── DONNÉES À TRAITER

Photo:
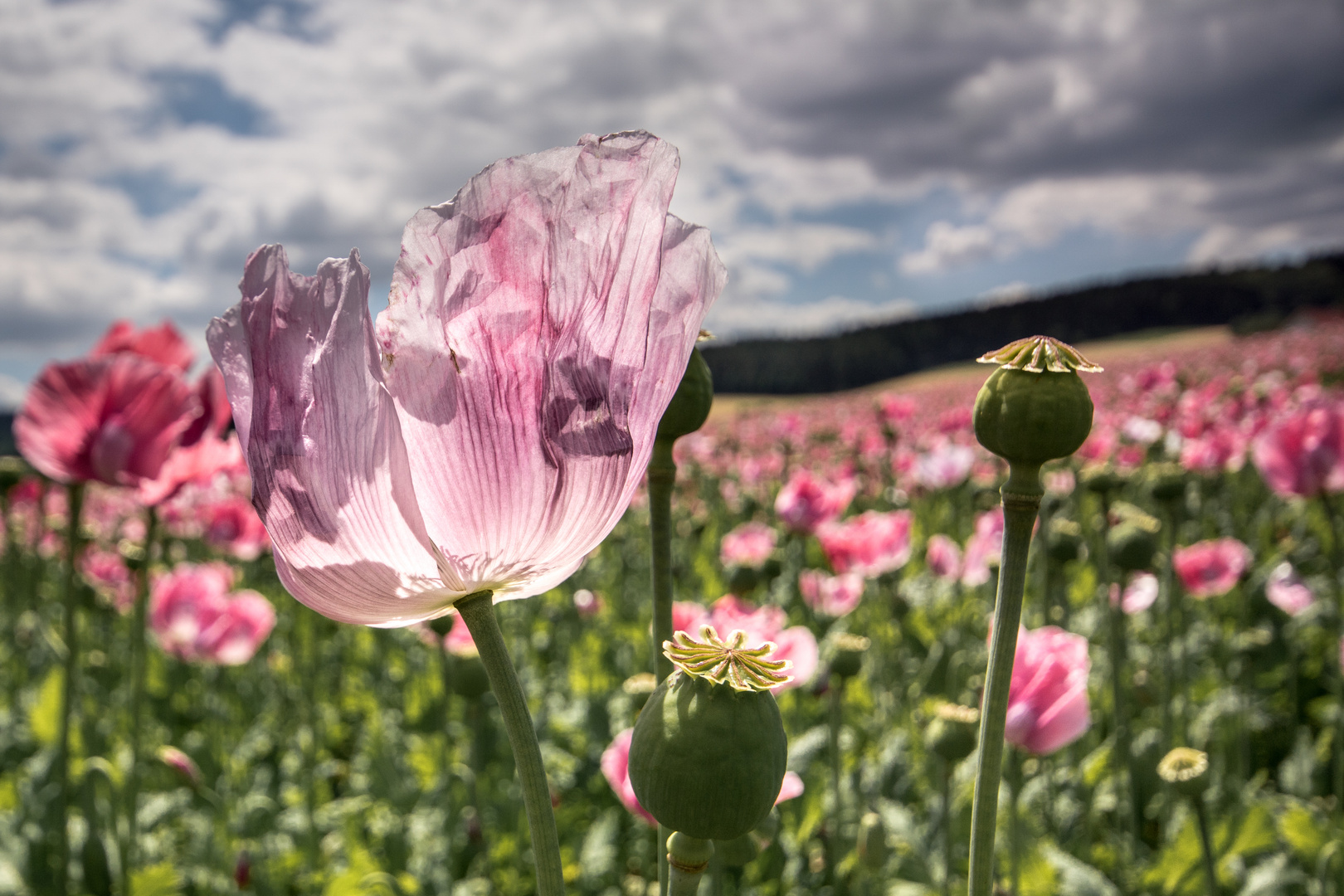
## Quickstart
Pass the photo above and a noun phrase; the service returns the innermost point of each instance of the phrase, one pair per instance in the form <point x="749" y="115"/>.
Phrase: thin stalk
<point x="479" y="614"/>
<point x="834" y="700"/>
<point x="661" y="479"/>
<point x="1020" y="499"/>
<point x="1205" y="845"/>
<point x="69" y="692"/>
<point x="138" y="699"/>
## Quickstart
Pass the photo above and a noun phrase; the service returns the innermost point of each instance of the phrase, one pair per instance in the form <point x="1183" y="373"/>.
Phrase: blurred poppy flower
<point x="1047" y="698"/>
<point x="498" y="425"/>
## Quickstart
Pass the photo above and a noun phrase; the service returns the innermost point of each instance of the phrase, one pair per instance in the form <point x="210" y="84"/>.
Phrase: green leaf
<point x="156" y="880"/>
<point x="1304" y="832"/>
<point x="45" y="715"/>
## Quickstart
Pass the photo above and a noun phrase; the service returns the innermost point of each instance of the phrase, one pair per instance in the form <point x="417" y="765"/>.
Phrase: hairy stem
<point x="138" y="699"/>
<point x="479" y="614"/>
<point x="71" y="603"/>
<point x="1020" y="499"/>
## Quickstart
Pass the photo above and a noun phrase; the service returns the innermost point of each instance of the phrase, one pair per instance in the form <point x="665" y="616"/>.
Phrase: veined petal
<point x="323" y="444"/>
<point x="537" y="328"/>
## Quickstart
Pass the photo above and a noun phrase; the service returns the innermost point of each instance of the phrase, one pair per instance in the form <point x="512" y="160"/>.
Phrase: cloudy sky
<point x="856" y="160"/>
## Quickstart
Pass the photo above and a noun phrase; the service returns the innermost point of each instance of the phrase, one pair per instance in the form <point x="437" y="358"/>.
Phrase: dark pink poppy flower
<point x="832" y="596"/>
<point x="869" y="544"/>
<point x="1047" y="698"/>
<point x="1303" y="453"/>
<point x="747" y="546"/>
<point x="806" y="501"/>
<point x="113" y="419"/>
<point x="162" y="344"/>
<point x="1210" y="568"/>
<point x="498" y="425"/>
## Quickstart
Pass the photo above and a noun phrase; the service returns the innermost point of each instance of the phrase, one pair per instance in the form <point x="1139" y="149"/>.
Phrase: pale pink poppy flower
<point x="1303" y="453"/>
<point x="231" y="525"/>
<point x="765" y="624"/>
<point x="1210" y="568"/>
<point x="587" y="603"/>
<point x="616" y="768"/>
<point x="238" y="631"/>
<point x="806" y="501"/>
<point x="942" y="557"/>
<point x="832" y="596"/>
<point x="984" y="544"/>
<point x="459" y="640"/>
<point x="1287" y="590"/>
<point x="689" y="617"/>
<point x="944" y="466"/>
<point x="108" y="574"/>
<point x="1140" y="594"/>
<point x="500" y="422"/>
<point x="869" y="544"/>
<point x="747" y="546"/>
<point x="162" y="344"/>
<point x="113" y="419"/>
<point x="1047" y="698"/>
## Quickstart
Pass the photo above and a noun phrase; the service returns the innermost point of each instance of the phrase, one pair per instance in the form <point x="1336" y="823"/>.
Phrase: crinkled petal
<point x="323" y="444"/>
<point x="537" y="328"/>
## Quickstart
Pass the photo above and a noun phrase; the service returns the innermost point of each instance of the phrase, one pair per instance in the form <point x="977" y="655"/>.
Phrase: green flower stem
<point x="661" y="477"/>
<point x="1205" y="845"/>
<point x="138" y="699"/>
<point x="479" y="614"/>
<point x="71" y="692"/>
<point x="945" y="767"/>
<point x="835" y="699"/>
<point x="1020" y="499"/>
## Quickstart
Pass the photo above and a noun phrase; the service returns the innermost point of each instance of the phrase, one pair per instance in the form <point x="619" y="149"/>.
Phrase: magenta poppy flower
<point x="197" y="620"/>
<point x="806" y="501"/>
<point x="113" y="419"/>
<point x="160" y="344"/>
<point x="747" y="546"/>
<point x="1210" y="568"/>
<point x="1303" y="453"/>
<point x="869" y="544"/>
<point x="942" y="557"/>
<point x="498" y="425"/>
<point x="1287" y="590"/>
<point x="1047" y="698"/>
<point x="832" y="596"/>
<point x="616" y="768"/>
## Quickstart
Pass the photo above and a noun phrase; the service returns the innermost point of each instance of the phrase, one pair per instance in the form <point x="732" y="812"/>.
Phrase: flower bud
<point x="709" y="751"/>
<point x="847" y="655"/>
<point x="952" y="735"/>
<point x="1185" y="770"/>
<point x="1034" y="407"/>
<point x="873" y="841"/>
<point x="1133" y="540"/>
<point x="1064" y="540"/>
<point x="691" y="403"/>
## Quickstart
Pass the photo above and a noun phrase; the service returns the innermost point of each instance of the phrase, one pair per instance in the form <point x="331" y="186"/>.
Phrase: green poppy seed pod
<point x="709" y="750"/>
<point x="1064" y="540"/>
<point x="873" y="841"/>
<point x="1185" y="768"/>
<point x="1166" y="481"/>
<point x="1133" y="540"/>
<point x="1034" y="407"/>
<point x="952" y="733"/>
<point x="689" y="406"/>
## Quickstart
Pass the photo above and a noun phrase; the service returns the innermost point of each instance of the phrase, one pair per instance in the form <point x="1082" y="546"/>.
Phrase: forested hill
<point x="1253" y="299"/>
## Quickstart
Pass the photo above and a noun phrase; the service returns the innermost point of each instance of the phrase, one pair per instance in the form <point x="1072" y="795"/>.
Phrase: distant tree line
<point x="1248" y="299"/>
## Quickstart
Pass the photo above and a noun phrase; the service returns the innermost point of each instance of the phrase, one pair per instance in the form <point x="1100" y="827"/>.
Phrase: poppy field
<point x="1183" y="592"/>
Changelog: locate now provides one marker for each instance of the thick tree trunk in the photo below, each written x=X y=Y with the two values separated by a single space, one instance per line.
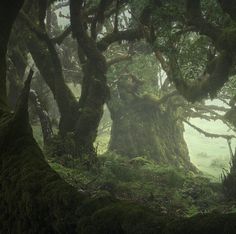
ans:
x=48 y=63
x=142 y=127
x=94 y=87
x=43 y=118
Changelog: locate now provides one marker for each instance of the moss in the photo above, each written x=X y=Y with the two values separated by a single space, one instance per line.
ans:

────

[CONSIGNE] Transforme en liste JSON de chaînes le passage qui commence à la ligne contenant « of the moss » et va jusqu'à la fin des données, ces deux bornes comprises. Mets une chaîne par ligne et laisse de côté les lignes vides.

[RÉSULTAT ATTENDU]
[
  "Changelog: locate now provides one marker for each instance of the moss in the photo above, each written x=X y=Y with the two values separated by a single space, one instance per line.",
  "ans:"
]